■ GOAL
Reproduce all the rows below word for word, leaving out the pictures.
# # # # #
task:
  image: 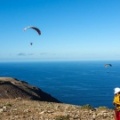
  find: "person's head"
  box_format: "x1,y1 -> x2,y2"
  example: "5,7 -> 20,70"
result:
114,87 -> 120,95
# # # # #
■ TASK RESPONSE
task:
  image: 
  find: "person's head"
  box_format: "x1,y1 -> x2,y2"
  example: "5,7 -> 20,70"
result:
114,87 -> 120,95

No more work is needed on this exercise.